# Text start

I think this is imply more proof that not one single actual terrorist (to my knowledge) has been caught by the no fly list. Millions of dollars, hours and stress and nada. This is government in action.

I believe the largest problem we now face is a government credibility gap. Seeing the stupidity and arrogance of the current administration, I have NO TRUST left in the government as a whole. Individual departments as a whole might actually get things done, but I repeat, I have NO CONFIDENCE in our elected leaders. They are bunch of evil, wasteful goons who purposely implement stupid, wasteful programs to get more money, more power and more secrecy.

I’m putting the entire government on my personal “No Fly” list; as in, none of their ideas “fly” with me anymore.

Michael July 23, 2007 5:20 PM

Bruce Schneier does not worry about the Terrorist Watch List (TWL) because he travels by quantum tunneling.

The TWL does make some sense (but needs improvement) for the surprising reason that terrorists often travel using their own name or a known alias.

Of the 9/11 hijackers, they all traveled using a valid ID or known alias, and I recall (from the 9/11 report) nine of them were selected for additional screening. Unfortunately, the screening was to prevent non-suicide/suicide bombing of an airliner. Given the hijackers intent to capture the planes and use them as guided missiles this screening had no deterrent effect.

This selection was based on CAPPS, a system which was not based on an individuals name but rather on the risk profile (not ethnic profile) of the passenger.

http://www.9-11commission.gov/staff_statements/staff_statement_3.pdf

Anonymous July 23, 2007 5:30 PM

Regarding the tsa.gov link about how simple lighters will be allowed…

…you gotta LOVE how they explicitely separate knives/blades, lighters and clubs/bats from “Dangerous Items”. If these things aren’t dangerous, why are they not allowed?

Shad July 23, 2007 6:32 PM

@A Real American:
A man walks on the street, and sees another man, wildly waving his hands. “What are you doing?” “I am scaring away tigers.” “But there are no tigers here.” “See? It works!”

crispm July 23, 2007 7:11 PM

Interesting tidbit from the referenced article:

“Officers who encounter a person on the watch list are put in contact with an employee at the center, who then directs the officer to arrest the person or to try to get valuable details that can be reported back to intelligence agencies.”

Say what? Some outsourced secudroid on the phone decides on arrest???
I can see it now:

“Your freedom is important to us. Please remained detained while our security representatives are depriving other citizens of their freedom”

# Text end
# Data start

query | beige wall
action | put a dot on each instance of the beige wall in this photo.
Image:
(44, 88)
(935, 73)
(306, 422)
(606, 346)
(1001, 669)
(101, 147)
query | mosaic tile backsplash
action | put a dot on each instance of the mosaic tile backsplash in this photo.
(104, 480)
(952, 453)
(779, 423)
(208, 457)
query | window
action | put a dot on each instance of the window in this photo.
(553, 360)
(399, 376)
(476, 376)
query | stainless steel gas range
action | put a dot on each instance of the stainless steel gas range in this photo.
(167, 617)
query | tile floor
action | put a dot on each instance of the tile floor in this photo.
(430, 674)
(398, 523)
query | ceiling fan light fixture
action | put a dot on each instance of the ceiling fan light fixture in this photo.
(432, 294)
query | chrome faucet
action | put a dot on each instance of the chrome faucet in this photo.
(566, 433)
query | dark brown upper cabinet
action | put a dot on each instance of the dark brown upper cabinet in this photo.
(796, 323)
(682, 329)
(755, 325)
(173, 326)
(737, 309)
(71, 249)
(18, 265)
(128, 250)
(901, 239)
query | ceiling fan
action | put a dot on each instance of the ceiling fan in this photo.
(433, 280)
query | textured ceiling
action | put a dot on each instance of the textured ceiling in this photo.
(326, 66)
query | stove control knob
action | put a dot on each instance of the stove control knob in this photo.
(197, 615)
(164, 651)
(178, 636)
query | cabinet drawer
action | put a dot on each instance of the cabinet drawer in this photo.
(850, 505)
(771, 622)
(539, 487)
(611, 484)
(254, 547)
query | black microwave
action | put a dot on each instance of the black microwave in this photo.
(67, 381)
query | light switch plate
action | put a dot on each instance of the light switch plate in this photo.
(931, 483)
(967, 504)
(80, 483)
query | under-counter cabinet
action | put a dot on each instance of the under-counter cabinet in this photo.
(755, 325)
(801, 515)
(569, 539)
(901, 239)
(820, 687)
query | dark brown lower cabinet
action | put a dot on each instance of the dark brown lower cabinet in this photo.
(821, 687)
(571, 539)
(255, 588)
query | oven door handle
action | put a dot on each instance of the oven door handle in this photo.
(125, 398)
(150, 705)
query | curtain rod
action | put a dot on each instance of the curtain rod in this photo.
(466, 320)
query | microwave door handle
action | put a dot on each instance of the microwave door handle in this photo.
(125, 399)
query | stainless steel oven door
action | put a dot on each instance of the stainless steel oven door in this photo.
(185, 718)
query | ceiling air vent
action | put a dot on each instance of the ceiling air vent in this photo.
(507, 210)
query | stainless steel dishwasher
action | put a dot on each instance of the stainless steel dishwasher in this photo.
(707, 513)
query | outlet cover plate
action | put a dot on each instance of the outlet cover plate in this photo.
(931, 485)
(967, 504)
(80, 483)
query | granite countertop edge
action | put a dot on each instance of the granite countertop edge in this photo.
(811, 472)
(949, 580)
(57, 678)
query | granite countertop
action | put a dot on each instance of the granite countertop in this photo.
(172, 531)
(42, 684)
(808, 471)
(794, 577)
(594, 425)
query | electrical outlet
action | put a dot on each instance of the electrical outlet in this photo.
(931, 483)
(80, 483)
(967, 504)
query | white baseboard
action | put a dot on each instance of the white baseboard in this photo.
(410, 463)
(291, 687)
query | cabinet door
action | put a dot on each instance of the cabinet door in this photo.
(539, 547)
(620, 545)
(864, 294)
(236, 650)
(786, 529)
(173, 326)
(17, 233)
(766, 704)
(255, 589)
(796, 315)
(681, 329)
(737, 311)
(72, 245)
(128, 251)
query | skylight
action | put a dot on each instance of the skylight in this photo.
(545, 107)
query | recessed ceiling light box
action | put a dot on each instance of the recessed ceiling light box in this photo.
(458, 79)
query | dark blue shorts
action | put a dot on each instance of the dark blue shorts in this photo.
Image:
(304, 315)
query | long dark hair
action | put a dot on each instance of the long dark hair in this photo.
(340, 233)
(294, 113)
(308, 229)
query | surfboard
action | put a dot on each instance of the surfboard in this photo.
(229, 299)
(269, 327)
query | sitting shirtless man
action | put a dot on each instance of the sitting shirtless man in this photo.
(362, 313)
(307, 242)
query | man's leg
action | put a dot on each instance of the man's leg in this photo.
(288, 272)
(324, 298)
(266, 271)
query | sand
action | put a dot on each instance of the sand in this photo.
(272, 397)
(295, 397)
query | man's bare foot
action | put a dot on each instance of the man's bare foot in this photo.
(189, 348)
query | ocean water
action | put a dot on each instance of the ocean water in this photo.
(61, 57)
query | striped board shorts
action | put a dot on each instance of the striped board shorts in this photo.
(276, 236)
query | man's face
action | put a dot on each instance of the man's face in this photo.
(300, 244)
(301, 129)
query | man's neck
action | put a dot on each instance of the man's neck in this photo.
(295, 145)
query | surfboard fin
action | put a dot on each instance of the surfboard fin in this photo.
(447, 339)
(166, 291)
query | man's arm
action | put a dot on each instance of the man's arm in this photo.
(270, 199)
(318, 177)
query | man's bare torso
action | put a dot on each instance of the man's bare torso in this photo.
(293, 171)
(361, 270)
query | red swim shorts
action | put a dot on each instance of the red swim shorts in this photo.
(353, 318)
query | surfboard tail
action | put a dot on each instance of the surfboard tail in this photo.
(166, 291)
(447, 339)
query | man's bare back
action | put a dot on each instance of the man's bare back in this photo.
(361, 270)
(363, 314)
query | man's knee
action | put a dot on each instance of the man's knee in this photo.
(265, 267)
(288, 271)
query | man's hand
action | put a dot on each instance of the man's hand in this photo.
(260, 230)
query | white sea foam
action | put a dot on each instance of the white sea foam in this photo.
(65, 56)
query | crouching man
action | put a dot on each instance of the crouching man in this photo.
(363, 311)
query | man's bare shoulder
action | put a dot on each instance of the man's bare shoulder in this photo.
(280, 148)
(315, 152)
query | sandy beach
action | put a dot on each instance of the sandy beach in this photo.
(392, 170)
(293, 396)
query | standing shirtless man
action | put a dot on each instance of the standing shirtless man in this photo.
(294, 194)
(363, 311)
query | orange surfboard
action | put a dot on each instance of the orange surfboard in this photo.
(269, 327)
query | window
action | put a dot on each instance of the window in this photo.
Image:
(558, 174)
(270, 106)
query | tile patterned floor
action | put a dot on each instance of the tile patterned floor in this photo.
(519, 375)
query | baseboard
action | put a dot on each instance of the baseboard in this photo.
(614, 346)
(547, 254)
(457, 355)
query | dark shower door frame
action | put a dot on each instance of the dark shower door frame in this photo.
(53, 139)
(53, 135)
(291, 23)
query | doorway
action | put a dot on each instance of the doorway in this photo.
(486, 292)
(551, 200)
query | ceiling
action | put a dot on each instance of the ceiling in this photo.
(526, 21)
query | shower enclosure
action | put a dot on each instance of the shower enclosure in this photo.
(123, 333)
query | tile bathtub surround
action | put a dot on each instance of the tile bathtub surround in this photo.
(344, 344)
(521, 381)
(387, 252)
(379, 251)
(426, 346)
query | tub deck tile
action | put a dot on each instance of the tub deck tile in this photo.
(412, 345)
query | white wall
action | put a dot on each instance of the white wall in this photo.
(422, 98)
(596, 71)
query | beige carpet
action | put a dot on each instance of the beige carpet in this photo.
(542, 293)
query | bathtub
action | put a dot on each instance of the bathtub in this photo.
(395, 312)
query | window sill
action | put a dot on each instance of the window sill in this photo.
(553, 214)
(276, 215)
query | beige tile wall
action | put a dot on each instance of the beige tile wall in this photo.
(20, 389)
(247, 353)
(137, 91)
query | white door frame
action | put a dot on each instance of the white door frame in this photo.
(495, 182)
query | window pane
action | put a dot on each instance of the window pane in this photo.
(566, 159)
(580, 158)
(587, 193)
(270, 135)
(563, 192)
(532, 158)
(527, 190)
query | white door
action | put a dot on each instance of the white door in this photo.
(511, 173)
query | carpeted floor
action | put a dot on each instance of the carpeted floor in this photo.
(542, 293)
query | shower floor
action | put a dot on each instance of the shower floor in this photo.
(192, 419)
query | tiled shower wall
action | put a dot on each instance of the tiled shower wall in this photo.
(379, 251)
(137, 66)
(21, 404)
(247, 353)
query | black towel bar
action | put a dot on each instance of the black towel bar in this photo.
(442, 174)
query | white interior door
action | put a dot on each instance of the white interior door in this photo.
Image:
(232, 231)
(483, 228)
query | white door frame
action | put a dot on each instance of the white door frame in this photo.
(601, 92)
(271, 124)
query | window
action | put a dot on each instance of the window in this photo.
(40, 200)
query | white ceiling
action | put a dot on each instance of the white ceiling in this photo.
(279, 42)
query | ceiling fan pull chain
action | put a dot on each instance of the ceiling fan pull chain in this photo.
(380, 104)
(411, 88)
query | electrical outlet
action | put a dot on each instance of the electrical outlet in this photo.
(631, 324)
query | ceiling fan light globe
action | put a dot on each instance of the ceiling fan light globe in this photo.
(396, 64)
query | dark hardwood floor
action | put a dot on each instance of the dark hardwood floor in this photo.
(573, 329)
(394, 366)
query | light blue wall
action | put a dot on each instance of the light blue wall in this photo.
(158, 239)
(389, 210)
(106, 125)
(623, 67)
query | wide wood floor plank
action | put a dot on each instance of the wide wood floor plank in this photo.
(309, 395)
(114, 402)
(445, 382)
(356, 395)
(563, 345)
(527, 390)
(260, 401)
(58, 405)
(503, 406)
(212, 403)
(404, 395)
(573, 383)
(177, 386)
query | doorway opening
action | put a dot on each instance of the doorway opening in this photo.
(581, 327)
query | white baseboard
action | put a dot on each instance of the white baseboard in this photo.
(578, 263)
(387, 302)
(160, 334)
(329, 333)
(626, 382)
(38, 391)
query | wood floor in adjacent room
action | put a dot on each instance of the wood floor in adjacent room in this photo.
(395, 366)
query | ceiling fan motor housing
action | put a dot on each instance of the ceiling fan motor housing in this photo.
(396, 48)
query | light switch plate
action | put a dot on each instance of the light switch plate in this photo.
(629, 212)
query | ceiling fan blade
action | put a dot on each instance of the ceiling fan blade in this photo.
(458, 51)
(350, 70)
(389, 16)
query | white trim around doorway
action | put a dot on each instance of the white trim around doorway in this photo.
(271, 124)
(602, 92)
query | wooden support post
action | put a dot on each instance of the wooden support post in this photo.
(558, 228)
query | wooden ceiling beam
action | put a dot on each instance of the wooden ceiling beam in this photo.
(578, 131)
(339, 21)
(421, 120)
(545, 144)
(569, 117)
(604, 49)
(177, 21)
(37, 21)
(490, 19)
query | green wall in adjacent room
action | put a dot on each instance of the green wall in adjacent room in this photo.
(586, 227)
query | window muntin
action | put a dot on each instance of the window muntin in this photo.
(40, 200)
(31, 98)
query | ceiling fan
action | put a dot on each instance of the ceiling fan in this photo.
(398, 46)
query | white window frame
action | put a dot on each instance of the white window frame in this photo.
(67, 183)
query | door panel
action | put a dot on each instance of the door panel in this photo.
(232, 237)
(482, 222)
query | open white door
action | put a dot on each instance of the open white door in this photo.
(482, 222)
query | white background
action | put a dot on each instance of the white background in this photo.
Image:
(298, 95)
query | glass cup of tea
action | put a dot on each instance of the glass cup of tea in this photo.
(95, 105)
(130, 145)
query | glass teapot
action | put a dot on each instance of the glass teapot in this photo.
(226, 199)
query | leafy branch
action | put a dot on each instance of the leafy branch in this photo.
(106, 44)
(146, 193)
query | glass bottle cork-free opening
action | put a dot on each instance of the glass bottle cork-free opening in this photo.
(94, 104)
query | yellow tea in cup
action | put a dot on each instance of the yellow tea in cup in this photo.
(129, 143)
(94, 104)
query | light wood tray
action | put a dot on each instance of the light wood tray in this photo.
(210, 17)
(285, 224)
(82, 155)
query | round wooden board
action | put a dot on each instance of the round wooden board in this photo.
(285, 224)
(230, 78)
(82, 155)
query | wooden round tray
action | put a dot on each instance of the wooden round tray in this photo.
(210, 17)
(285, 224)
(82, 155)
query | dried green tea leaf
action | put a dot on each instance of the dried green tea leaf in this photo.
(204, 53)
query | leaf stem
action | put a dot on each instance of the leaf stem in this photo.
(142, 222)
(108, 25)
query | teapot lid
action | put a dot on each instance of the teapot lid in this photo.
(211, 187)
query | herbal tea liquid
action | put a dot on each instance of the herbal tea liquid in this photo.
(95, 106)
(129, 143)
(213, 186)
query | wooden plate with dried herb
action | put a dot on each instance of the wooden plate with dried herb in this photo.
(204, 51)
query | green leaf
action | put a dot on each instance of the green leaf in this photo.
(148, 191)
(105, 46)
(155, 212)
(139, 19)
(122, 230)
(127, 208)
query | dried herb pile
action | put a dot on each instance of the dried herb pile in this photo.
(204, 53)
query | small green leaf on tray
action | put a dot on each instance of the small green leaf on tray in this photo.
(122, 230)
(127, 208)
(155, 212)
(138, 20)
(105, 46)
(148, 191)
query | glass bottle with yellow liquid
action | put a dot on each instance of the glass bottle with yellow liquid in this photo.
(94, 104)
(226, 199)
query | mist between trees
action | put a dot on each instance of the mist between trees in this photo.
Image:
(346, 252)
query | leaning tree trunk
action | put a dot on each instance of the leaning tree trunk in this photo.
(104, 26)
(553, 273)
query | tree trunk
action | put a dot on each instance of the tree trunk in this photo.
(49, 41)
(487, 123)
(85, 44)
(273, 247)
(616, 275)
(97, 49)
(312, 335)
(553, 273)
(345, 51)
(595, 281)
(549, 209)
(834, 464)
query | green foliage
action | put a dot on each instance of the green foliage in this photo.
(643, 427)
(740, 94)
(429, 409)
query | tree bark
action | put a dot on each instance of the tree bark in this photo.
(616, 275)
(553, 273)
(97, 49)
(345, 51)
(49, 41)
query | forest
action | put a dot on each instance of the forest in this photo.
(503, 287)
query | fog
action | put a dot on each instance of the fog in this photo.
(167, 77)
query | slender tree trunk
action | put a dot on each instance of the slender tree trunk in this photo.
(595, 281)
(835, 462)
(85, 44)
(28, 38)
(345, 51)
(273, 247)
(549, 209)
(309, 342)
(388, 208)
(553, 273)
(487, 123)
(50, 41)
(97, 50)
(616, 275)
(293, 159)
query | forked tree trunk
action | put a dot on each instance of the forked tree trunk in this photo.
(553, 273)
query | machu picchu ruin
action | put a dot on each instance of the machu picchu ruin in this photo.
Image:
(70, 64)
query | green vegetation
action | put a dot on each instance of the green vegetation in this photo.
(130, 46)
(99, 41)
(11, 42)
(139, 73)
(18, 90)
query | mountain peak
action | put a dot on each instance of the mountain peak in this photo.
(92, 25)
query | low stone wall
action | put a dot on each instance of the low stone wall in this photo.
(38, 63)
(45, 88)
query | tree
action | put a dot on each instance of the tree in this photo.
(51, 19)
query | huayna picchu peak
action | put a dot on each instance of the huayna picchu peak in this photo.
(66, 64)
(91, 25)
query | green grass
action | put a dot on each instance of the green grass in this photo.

# Data end

### Tasks to complete
• 1. Answer these from the watch-list comments:
(a) How many of the 9/11 hijackers does one commenter recall being selected for additional screening?
(b) What does the first commenter put on a personal "No Fly" list?
(c) In the joke, what does the man waving his hands say he is scaring away?
• 2. Copy everything in the watch-list comments from "I’m putting the" down to "a known alias.".
• 3. Carry on the watch-list comments from the point where they stop.
The material stands apart from the watch-list comments.

### Answers below
• 1.
(a) Nine.
(b) The entire government.
(c) Tigers.

• 2.
I’m putting the entire government on my personal “No Fly” list; as in, none of their ideas “fly” with me anymore.

Michael July 23, 2007 5:20 PM

Bruce Schneier does not worry about the Terrorist Watch List (TWL) because he travels by quantum tunneling.

The TWL does make some sense (but needs improvement) for the surprising reason that terrorists often travel using their own name or a known alias.

• 3.
Roy July 23, 2007 7:55 PM

@ Sez Me

I would not hold my breath waiting for the government to catch a terrorist sneaking in through security, and I say this in view of the large false positive rate. Having turned up 20,000 false positives in 2006, it was already by then SOP to treat every positive as, eventually, a false positive. Some positives were held up longer than others, but everyone was eventually let free.

Knowing that they only have to wait it out, confident that they will slip through undetected as the few true positives the system has encountered, a gang of terrorists can easily gain entry.

It is precisely because the search method in use — indiscriminate screening — is by nature doomed to failure that makes all this such a sad, sorry joke.

And Bruce’s hunches are on the money. If they caught any terrorist, even one the FBI created so it could ‘catch’ him, they would spread the news far and wide, and we’d all be sick of it within the first minute.

traitorous wimp July 23, 2007 9:10 PM

@A Real American at July 23, 2007 03:15 PM

Well if Bruce is a traitorous wimp, then I must be one too. Heck, now that I look around, there are a lot of us.

There seem to be many facutal errors in your posting. For instance, it is widely understood that Al Qaeda was not in Iraq until we allowed them to be. Etc. etc.

“lie-berals” too, eh?

Why not stop name calling and stick to arguing the facts.

This blog and its comments have quite a good reputation of that.

Woo July 24, 2007 1:18 AM

“We haven’t been attacked since then.” – want to buy my lion-repelling rock? I haven’t been eaten by a lion since I use it, so it must work.

Andrew July 24, 2007 2:51 AM

@”A Real American”

Do you really think there are many 80 year old white grandmothers who hate America to try to repeat 9/11?

Google “Oklahoma City bombing,” total the dead and shut your mouth. Angry white men are as dangerous as any other angry men. More so as they are more likely to have combat arms military experience and to know this society’s weak spots.

Combined with fighting al Qaeda in Iraq so we don’t have to fight them here,

Saddam did a great job of keeping al Qaeda out of Iraq until we took down the Iraqi government and invited them in. The enemy of my enemy is my friend, which only works if you don’t declare war on the whole world at once.

I would say that the President is doing the best job he can in very difficult circumstances.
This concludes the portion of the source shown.